● Problem statement
Everything from the line containing "Target: fence" to the end of the records should be reproduced exactly, and nothing before it.
☆ ☆ ☆
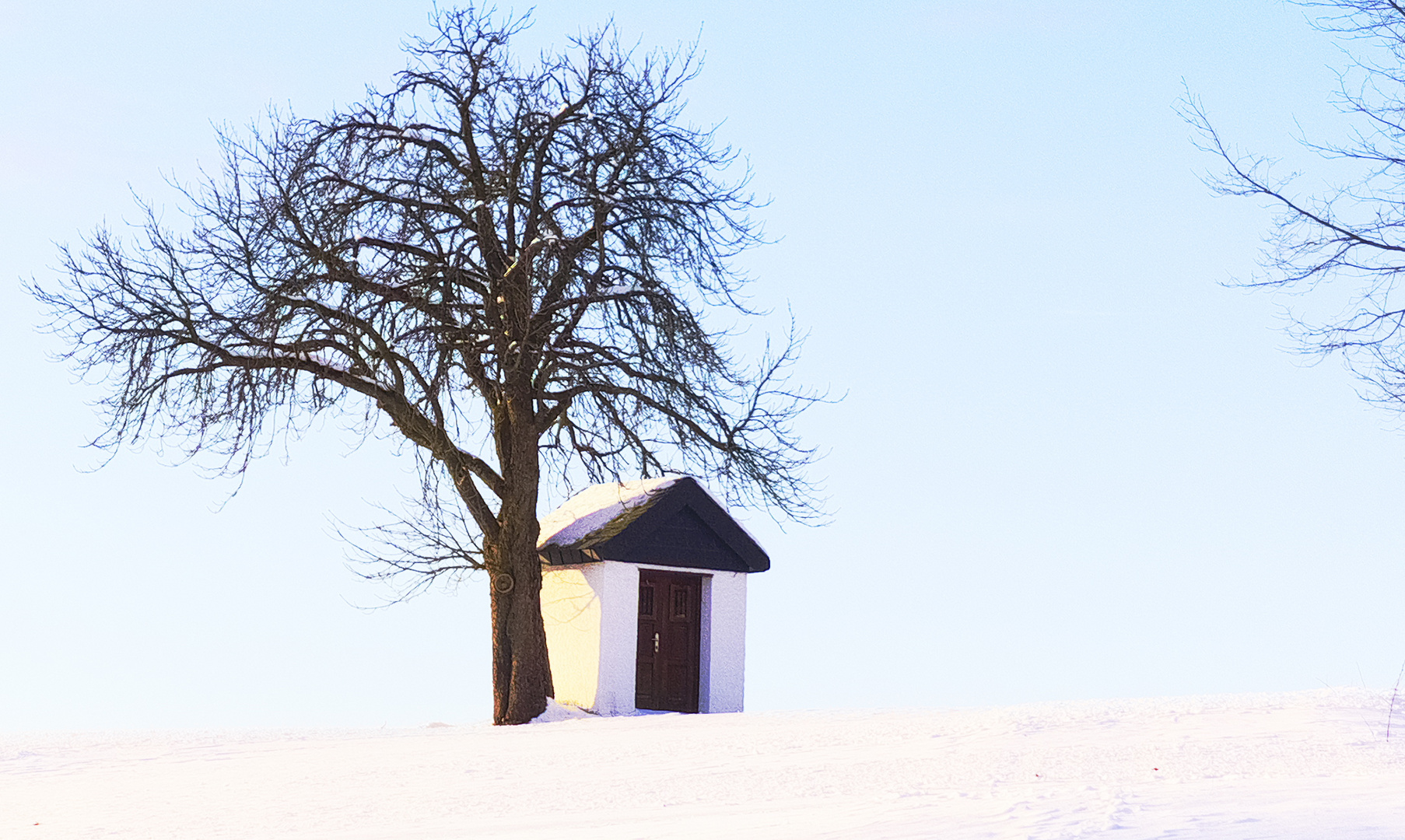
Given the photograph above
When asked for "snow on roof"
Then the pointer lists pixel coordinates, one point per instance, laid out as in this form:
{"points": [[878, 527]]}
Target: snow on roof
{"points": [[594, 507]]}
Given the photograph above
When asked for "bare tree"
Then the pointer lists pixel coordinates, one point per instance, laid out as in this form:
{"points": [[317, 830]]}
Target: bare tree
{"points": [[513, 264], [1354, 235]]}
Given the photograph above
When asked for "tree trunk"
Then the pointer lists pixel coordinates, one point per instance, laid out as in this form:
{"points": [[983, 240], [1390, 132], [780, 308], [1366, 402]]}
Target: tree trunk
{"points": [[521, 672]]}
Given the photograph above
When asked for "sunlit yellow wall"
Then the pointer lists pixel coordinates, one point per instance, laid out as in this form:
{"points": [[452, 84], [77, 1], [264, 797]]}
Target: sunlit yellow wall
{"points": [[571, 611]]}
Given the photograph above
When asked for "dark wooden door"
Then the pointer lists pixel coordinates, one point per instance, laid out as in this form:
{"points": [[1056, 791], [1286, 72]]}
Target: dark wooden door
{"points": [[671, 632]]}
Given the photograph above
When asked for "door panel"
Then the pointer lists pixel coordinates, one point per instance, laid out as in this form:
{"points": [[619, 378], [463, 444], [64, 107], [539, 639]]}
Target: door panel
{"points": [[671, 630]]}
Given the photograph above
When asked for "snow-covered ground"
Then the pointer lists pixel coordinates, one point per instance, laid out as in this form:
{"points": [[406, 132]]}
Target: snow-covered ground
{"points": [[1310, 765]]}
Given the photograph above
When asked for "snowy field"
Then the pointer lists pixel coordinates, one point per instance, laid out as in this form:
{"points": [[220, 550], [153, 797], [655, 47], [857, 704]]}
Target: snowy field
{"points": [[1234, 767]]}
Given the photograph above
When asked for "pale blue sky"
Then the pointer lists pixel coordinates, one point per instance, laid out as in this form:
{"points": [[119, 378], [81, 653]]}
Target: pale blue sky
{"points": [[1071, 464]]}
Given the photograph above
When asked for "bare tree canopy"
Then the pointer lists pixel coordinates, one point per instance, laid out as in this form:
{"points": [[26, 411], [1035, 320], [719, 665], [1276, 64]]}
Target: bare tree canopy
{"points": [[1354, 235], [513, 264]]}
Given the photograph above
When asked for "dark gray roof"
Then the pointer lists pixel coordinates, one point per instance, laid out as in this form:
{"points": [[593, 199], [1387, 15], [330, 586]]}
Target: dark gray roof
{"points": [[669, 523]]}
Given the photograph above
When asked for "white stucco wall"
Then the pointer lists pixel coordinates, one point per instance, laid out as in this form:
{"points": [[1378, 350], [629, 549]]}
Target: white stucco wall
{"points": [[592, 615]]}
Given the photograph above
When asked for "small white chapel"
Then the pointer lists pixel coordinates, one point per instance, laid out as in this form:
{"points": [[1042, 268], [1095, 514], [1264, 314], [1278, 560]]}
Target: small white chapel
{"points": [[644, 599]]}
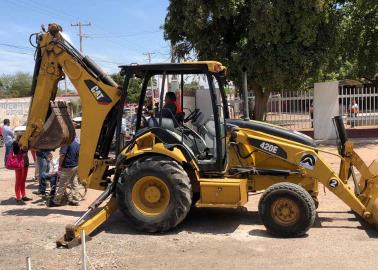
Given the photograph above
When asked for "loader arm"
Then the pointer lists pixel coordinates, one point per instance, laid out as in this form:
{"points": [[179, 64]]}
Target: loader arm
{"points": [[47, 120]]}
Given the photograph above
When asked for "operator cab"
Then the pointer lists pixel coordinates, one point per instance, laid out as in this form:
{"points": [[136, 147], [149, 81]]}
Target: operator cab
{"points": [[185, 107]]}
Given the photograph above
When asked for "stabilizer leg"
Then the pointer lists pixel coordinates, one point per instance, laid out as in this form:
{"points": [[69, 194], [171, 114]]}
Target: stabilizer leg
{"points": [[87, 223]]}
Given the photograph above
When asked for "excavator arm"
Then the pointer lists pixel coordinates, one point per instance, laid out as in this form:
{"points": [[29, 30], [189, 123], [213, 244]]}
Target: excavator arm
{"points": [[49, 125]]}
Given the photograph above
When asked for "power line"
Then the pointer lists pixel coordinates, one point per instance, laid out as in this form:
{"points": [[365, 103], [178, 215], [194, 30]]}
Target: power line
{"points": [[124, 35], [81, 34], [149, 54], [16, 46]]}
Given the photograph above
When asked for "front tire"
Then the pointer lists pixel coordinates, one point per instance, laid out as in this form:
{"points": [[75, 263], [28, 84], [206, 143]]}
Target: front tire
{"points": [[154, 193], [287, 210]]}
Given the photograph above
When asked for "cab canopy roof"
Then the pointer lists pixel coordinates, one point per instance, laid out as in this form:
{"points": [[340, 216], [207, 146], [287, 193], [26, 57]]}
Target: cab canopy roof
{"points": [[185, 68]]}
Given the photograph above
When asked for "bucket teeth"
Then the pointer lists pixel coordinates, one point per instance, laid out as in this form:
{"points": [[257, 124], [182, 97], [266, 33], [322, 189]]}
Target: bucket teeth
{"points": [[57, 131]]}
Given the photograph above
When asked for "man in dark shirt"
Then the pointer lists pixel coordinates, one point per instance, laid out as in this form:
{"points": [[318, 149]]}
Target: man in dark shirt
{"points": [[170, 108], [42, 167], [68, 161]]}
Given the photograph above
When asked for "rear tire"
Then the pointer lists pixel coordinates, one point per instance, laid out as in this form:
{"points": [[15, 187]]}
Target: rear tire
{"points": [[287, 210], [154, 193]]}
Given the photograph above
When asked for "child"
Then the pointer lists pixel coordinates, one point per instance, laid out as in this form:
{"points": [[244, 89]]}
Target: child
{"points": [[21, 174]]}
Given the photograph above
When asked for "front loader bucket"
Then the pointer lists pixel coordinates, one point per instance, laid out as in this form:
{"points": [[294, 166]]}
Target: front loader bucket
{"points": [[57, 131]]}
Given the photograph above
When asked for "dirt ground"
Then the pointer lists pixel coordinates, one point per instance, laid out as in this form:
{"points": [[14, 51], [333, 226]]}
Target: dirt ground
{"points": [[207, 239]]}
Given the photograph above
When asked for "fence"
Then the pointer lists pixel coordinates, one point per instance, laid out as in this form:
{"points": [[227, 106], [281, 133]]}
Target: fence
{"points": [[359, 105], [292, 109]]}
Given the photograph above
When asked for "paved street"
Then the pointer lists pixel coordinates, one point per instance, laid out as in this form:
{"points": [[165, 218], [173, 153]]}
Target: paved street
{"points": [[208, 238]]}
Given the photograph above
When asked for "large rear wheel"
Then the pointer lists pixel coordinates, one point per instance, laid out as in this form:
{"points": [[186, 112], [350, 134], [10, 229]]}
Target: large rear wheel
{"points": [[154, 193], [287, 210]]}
☆ ☆ ☆
● Exercise output
Target: fence
{"points": [[359, 105], [292, 109]]}
Given the photograph above
When asked for "paved street"
Then the pointer lists pixel coordinates, one point per instance, laid out as in this form:
{"points": [[165, 218], [173, 153]]}
Target: paved street
{"points": [[208, 238]]}
Given the photograph above
When asked for "large rear wheel"
Then the pointer lists pixel coordinates, one point per instance, laid out as in this form:
{"points": [[186, 112], [350, 134], [10, 229]]}
Target: large rear wheel
{"points": [[154, 193], [287, 210]]}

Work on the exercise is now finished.